(begin)

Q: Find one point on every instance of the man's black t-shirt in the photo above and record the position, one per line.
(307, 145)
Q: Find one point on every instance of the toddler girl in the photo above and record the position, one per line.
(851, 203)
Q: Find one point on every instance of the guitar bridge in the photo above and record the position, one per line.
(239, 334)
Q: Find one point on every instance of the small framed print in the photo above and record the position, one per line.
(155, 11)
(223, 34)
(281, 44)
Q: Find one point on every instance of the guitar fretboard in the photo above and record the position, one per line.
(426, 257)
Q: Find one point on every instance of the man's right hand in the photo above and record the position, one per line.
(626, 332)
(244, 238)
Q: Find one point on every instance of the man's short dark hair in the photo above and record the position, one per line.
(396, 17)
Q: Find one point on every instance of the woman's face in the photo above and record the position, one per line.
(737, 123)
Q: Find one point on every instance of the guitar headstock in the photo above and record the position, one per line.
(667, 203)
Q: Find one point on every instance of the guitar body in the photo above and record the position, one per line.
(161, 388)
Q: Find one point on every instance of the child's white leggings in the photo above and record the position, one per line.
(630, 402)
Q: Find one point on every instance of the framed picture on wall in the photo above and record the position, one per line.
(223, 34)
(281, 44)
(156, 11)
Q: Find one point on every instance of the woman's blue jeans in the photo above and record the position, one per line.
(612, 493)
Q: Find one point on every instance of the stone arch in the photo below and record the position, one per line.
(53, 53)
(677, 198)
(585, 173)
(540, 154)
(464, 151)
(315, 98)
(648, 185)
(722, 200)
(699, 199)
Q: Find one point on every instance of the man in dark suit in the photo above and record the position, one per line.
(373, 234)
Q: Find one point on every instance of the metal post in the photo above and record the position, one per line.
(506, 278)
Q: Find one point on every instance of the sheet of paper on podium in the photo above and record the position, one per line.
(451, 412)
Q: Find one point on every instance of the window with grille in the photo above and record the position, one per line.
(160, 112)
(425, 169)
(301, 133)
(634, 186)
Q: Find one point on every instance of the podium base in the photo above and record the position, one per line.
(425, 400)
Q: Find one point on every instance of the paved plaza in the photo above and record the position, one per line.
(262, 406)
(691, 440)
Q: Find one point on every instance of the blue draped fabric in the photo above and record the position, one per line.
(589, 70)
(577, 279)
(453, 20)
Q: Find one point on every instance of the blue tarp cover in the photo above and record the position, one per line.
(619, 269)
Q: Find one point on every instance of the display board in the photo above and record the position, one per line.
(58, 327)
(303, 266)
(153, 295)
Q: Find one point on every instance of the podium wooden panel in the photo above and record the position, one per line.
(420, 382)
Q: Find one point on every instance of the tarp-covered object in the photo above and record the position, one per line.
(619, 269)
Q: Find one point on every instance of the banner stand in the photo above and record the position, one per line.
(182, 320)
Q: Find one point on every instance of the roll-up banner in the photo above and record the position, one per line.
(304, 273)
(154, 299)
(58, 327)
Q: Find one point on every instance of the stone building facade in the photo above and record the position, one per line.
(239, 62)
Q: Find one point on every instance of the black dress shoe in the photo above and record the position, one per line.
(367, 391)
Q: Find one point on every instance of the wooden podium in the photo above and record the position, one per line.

(end)

- _WHAT YOU HAVE TO DO_: Recast all of the data above as a Markdown table with two columns, Row and Line. Number each line, and leave out any blank lines.

- _PROBLEM SOLUTION_:
| Row | Line |
|---|---|
| 1 | Q: Find one point on every instance of the man's black t-shirt in the photo above and record the position, one per line. |
| 2 | (307, 145) |
| 3 | Q: Find one point on every instance of the toddler girl in the photo above and record the position, one per line. |
| 4 | (851, 203) |
| 5 | Q: Find one point on every instance of the guitar bridge in the photo above and record the position, one per line. |
| 6 | (239, 334) |
| 7 | Q: Find one point on every instance of the small framed print in the photo above and record the position, one per line. |
| 8 | (155, 11) |
| 9 | (223, 34) |
| 10 | (281, 44) |
| 11 | Q: Find one point on every instance of the guitar fretboard in the photo above and record the position, one per line. |
| 12 | (426, 257) |
| 13 | Q: Find one point on every instance of the man's right hand in the photo above and record the position, one per line. |
| 14 | (626, 332) |
| 15 | (244, 238) |
| 16 | Q: Find one point on every instance of the man's short dark hair in the photo above and record the position, one per line. |
| 17 | (396, 17) |
| 18 | Q: Find one point on every instance of the woman's face in the photo above and record the position, one per line. |
| 19 | (737, 123) |
| 20 | Q: Find one point on every instance of the guitar headstock in the photo above and record the position, one per line. |
| 21 | (667, 203) |
| 22 | Q: Find one point on every instance of the guitar body in the photo above and record the position, one per line. |
| 23 | (161, 388) |
| 24 | Q: Find one point on every instance of the child's white leggings in the photo above and record the position, one per line. |
| 25 | (630, 402) |
| 26 | Q: Find one point on every instance of the framed picture on wall in the photo above and record the position, one per line. |
| 27 | (223, 34) |
| 28 | (281, 44) |
| 29 | (156, 11) |
| 30 | Q: Find one point on every instance of the woman's blue jeans in the photo above and record the position, one per line. |
| 31 | (612, 493) |
| 32 | Q: Find one point on every instance of the stone arch in the photo below and record the position, one per line. |
| 33 | (53, 53) |
| 34 | (677, 198) |
| 35 | (585, 173) |
| 36 | (540, 154) |
| 37 | (464, 151) |
| 38 | (315, 98) |
| 39 | (648, 185) |
| 40 | (722, 200) |
| 41 | (699, 199) |
| 42 | Q: Find one point on every instance of the man in dark suit in the photo above and record the position, one per line. |
| 43 | (373, 234) |
| 44 | Q: Find one point on every instance of the metal post in the photo above and record the position, one per line. |
| 45 | (506, 278) |
| 46 | Q: Find one point on every instance of the sheet of paper on podium in the photo above and record the position, one per line. |
| 47 | (451, 412) |
| 48 | Q: Find one point on every instance of the window with grille in the photo above and record the position, one per line. |
| 49 | (160, 112) |
| 50 | (425, 169) |
| 51 | (301, 133) |
| 52 | (634, 186) |
| 53 | Q: Find one point on every instance of the podium base in the photo above and record the position, one per line. |
| 54 | (425, 400) |
| 55 | Q: Find one point on every instance of the paved plaza in the photo above and record the position, one per line. |
| 56 | (262, 406) |
| 57 | (691, 440) |
| 58 | Q: Find one point on every instance of the blue draped fabric in the photo above and record the position, one per line. |
| 59 | (589, 70) |
| 60 | (577, 279) |
| 61 | (453, 20) |
| 62 | Q: Find one point on every instance of the blue tarp cover in the photo above and record the position, one per line. |
| 63 | (619, 269) |
| 64 | Q: Find one point on every instance of the display board in the photo above and record the position, one per line. |
| 65 | (58, 327) |
| 66 | (303, 266) |
| 67 | (153, 295) |
| 68 | Q: Find one point on every instance of the podium wooden panel in the photo above and record the position, one per line. |
| 69 | (420, 382) |
| 70 | Q: Find one point on every instance of the tarp-covered object in the photo above and record the position, one per line. |
| 71 | (619, 269) |
| 72 | Q: Find one point on every instance of the banner stand in the photo above and record the position, one per line. |
| 73 | (182, 320) |
| 74 | Q: Find one point on every instance of the roll-up banner in the photo above and record the position, one per line. |
| 75 | (304, 273) |
| 76 | (154, 299) |
| 77 | (58, 327) |
| 78 | Q: Find one point on every instance of the stone building facade in the photo above and record the position, one per line. |
| 79 | (239, 62) |
| 80 | Q: Find one point on every instance of the black dress shoe in the photo above and record the position, one per line. |
| 81 | (367, 391) |
| 82 | Q: Find one point on every instance of the wooden podium in the photo above and record the position, one per line. |